— Begin —

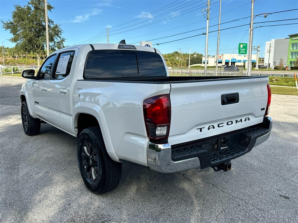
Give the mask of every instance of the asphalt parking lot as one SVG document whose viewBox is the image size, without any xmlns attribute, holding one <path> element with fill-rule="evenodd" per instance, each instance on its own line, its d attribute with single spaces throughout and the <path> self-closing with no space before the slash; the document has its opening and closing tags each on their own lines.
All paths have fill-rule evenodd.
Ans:
<svg viewBox="0 0 298 223">
<path fill-rule="evenodd" d="M 99 195 L 81 180 L 76 138 L 48 124 L 24 133 L 25 81 L 0 77 L 0 222 L 298 222 L 298 96 L 272 95 L 270 138 L 230 171 L 124 163 L 118 187 Z"/>
</svg>

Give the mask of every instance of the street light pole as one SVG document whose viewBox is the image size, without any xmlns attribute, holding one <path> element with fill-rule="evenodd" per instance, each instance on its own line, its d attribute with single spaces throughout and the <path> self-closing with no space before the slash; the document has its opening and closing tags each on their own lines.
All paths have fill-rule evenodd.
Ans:
<svg viewBox="0 0 298 223">
<path fill-rule="evenodd" d="M 3 51 L 3 43 L 4 41 L 2 42 L 2 56 L 3 56 L 3 65 L 5 67 L 5 63 L 4 62 L 4 51 Z"/>
<path fill-rule="evenodd" d="M 250 26 L 249 26 L 249 36 L 248 41 L 248 56 L 247 58 L 247 69 L 246 75 L 250 76 L 252 71 L 252 30 L 254 24 L 254 3 L 252 0 L 252 8 L 250 15 Z"/>
<path fill-rule="evenodd" d="M 48 25 L 48 5 L 46 0 L 44 0 L 44 7 L 46 10 L 46 53 L 48 56 L 50 54 L 49 43 L 49 26 Z"/>
<path fill-rule="evenodd" d="M 219 18 L 218 19 L 218 33 L 217 35 L 217 49 L 216 50 L 216 68 L 215 75 L 217 75 L 217 69 L 218 66 L 218 51 L 219 50 L 219 30 L 221 29 L 221 0 L 219 1 Z M 205 61 L 206 62 L 206 61 Z"/>
</svg>

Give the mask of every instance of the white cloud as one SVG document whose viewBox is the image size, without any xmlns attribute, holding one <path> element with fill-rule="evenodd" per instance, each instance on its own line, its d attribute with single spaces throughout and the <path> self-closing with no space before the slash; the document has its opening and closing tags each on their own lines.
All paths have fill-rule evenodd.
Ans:
<svg viewBox="0 0 298 223">
<path fill-rule="evenodd" d="M 84 22 L 89 20 L 90 16 L 99 14 L 101 12 L 101 10 L 100 9 L 94 9 L 91 12 L 76 16 L 74 17 L 74 19 L 71 22 L 73 23 L 81 23 Z"/>
<path fill-rule="evenodd" d="M 149 13 L 149 12 L 142 12 L 141 15 L 136 15 L 136 17 L 137 18 L 139 18 L 141 17 L 142 17 L 142 18 L 144 18 L 146 19 L 152 19 L 154 18 L 154 16 L 151 15 L 151 14 Z"/>
</svg>

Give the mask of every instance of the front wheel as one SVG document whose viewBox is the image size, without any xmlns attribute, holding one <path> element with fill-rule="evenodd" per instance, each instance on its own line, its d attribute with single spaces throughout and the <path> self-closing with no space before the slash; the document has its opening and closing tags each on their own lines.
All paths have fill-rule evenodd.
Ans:
<svg viewBox="0 0 298 223">
<path fill-rule="evenodd" d="M 85 185 L 102 194 L 112 191 L 121 178 L 121 163 L 112 160 L 106 151 L 100 129 L 92 127 L 80 134 L 77 150 L 77 162 Z"/>
<path fill-rule="evenodd" d="M 25 133 L 28 136 L 38 135 L 40 131 L 40 120 L 30 115 L 26 101 L 22 103 L 21 113 Z"/>
</svg>

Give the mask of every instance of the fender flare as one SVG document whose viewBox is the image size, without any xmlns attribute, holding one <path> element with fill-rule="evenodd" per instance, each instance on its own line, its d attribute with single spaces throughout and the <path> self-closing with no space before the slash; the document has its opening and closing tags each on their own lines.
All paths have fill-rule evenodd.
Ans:
<svg viewBox="0 0 298 223">
<path fill-rule="evenodd" d="M 28 94 L 27 92 L 27 91 L 26 89 L 22 89 L 20 92 L 20 102 L 21 103 L 21 104 L 22 104 L 22 103 L 21 101 L 21 95 L 25 96 L 25 98 L 26 99 L 26 101 L 27 102 L 27 106 L 28 108 L 29 114 L 32 117 L 35 118 L 36 118 L 37 117 L 33 114 L 33 113 L 32 112 L 32 110 L 31 109 L 31 106 L 30 106 L 30 102 L 28 99 Z"/>
<path fill-rule="evenodd" d="M 101 131 L 103 141 L 108 154 L 114 161 L 119 162 L 119 159 L 113 148 L 103 112 L 99 106 L 89 102 L 80 102 L 76 105 L 72 113 L 72 122 L 70 123 L 74 135 L 77 135 L 77 129 L 75 128 L 77 126 L 79 115 L 82 113 L 91 115 L 96 119 Z"/>
</svg>

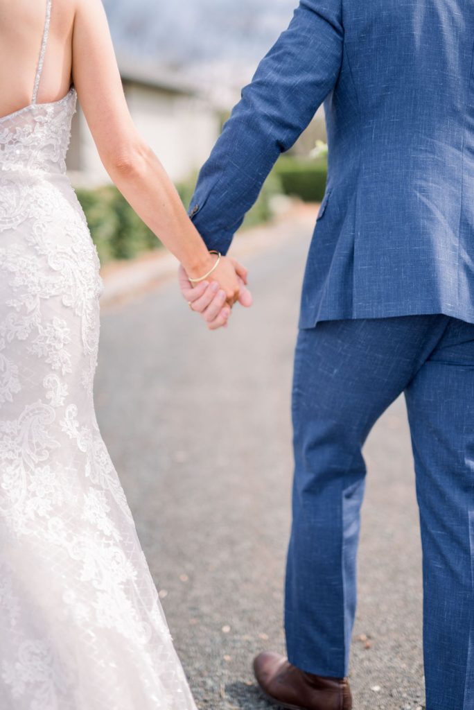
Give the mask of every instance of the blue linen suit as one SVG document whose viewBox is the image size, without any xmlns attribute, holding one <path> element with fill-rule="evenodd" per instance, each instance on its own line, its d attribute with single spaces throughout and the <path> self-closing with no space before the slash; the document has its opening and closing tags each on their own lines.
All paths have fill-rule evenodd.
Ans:
<svg viewBox="0 0 474 710">
<path fill-rule="evenodd" d="M 361 447 L 404 392 L 427 710 L 474 708 L 473 58 L 472 0 L 302 0 L 243 90 L 189 213 L 209 248 L 226 252 L 274 163 L 324 102 L 328 183 L 294 381 L 289 657 L 347 673 Z"/>
</svg>

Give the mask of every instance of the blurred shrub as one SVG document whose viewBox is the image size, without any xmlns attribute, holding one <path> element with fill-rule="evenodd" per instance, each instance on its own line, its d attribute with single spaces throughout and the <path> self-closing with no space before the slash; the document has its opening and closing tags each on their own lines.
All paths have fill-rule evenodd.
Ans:
<svg viewBox="0 0 474 710">
<path fill-rule="evenodd" d="M 274 172 L 285 195 L 306 202 L 319 202 L 323 199 L 328 172 L 326 156 L 311 160 L 282 155 Z"/>
<path fill-rule="evenodd" d="M 114 185 L 77 190 L 101 262 L 129 259 L 160 241 Z"/>
<path fill-rule="evenodd" d="M 196 184 L 196 176 L 177 185 L 187 209 Z M 247 214 L 243 229 L 255 226 L 271 219 L 271 200 L 281 192 L 277 175 L 272 173 L 260 195 Z M 77 189 L 76 194 L 84 209 L 92 239 L 102 264 L 113 259 L 130 259 L 156 248 L 161 242 L 141 221 L 114 185 L 95 190 Z"/>
</svg>

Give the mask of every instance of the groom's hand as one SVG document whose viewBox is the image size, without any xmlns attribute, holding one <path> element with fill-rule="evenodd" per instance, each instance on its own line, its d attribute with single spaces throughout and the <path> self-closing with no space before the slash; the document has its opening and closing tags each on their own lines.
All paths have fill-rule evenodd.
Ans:
<svg viewBox="0 0 474 710">
<path fill-rule="evenodd" d="M 238 302 L 241 305 L 249 307 L 252 305 L 252 296 L 246 288 L 246 270 L 236 261 L 234 266 L 241 285 Z M 181 293 L 188 302 L 189 307 L 201 315 L 209 330 L 226 327 L 231 309 L 226 302 L 226 294 L 220 288 L 219 283 L 216 281 L 202 281 L 193 288 L 182 266 L 180 267 L 179 278 Z"/>
</svg>

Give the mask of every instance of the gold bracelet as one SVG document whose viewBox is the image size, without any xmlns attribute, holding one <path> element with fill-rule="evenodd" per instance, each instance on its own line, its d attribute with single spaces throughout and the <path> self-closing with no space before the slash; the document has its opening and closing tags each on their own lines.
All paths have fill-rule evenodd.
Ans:
<svg viewBox="0 0 474 710">
<path fill-rule="evenodd" d="M 191 282 L 191 283 L 199 283 L 199 281 L 204 281 L 204 279 L 207 278 L 208 276 L 210 276 L 211 274 L 213 273 L 213 271 L 215 271 L 216 269 L 217 268 L 217 267 L 219 266 L 219 262 L 221 261 L 221 257 L 222 256 L 221 254 L 221 252 L 220 251 L 216 251 L 214 249 L 213 249 L 211 251 L 209 251 L 209 253 L 210 254 L 217 254 L 217 259 L 216 261 L 216 263 L 214 265 L 214 266 L 212 267 L 212 268 L 211 269 L 211 271 L 208 271 L 207 273 L 205 273 L 204 275 L 204 276 L 199 276 L 199 278 L 189 278 L 189 277 L 188 276 L 187 278 L 189 279 L 189 281 Z"/>
</svg>

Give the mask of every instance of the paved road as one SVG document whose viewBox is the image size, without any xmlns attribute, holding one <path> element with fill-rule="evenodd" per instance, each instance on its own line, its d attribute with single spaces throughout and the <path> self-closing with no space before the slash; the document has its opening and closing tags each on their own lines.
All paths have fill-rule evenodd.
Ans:
<svg viewBox="0 0 474 710">
<path fill-rule="evenodd" d="M 301 231 L 247 260 L 255 305 L 227 332 L 209 334 L 174 283 L 103 316 L 102 433 L 206 710 L 268 709 L 251 660 L 284 648 Z M 365 457 L 355 708 L 414 710 L 424 706 L 421 553 L 402 400 L 377 422 Z"/>
</svg>

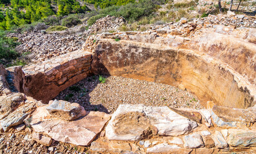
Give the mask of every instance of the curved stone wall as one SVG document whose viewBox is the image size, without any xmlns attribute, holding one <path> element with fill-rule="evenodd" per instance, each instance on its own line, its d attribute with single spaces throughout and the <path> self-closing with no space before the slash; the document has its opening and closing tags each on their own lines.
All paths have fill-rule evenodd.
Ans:
<svg viewBox="0 0 256 154">
<path fill-rule="evenodd" d="M 202 53 L 107 38 L 98 40 L 95 49 L 94 69 L 101 63 L 113 76 L 186 88 L 204 105 L 207 101 L 235 108 L 255 104 L 253 85 L 228 65 Z"/>
</svg>

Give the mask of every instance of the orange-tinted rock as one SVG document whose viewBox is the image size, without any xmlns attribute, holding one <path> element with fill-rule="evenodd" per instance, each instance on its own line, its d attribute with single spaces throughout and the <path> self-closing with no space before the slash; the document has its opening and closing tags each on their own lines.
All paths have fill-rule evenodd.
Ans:
<svg viewBox="0 0 256 154">
<path fill-rule="evenodd" d="M 99 133 L 110 116 L 90 112 L 85 117 L 68 121 L 53 117 L 46 108 L 39 107 L 32 116 L 31 126 L 35 132 L 48 134 L 53 139 L 75 145 L 89 145 Z"/>
<path fill-rule="evenodd" d="M 205 148 L 213 148 L 215 146 L 214 141 L 212 139 L 212 137 L 210 137 L 209 136 L 206 136 L 205 137 L 203 137 L 203 139 L 204 139 Z"/>
<path fill-rule="evenodd" d="M 0 64 L 0 96 L 11 93 L 6 81 L 7 71 L 3 64 Z"/>
</svg>

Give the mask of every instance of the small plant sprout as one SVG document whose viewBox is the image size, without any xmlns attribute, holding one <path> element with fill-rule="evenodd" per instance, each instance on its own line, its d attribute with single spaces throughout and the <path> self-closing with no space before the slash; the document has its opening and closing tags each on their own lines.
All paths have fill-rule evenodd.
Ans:
<svg viewBox="0 0 256 154">
<path fill-rule="evenodd" d="M 104 83 L 106 82 L 106 78 L 103 77 L 102 76 L 99 76 L 99 81 L 101 83 Z"/>
</svg>

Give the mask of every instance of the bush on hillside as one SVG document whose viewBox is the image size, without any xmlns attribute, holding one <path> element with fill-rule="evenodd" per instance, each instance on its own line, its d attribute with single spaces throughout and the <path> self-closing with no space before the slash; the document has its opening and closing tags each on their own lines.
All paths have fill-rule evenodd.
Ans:
<svg viewBox="0 0 256 154">
<path fill-rule="evenodd" d="M 19 53 L 15 51 L 18 43 L 14 40 L 6 37 L 5 32 L 0 30 L 0 63 L 5 65 L 18 57 Z"/>
<path fill-rule="evenodd" d="M 141 0 L 139 3 L 128 3 L 123 6 L 112 6 L 99 10 L 98 15 L 88 20 L 88 24 L 91 26 L 97 19 L 108 15 L 117 17 L 122 16 L 129 22 L 133 22 L 142 17 L 150 15 L 160 4 L 161 3 L 156 0 Z"/>
<path fill-rule="evenodd" d="M 47 30 L 46 31 L 47 32 L 51 32 L 51 31 L 63 31 L 63 30 L 66 30 L 66 29 L 68 29 L 68 28 L 63 26 L 54 26 L 47 28 Z"/>
<path fill-rule="evenodd" d="M 72 27 L 79 24 L 81 24 L 81 20 L 74 16 L 69 16 L 61 20 L 61 25 L 66 27 Z"/>
</svg>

— End —

* STATED TASK:
Rewrite everything from the line containing "Give the mask of every instance of the street" down to the line containing "48 25 L 48 5", replacing "street light pole" with "lamp post" and leaving everything else unchanged.

* SOLUTION TO THIS TASK:
Give the mask of every instance of the lamp post as one SVG document whose viewBox is the image size, without any xmlns attribute, holding one <path> element with fill-rule="evenodd" per instance, each instance on its own line, its d attribute with single spaces throughout and the <path> self-closing with no space before the slash; the document has its opening and closing tags each on their own lines.
All paths have fill-rule evenodd.
Ans:
<svg viewBox="0 0 298 223">
<path fill-rule="evenodd" d="M 3 51 L 3 43 L 4 41 L 2 42 L 2 56 L 3 56 L 3 65 L 5 67 L 5 63 L 4 62 L 4 51 Z"/>
<path fill-rule="evenodd" d="M 250 26 L 249 26 L 249 36 L 248 41 L 248 56 L 247 58 L 247 69 L 246 75 L 250 76 L 252 71 L 252 30 L 254 24 L 254 3 L 252 0 L 252 8 L 250 15 Z"/>
<path fill-rule="evenodd" d="M 48 25 L 48 5 L 46 0 L 44 0 L 44 7 L 46 10 L 46 53 L 48 56 L 50 54 L 49 43 L 49 26 Z"/>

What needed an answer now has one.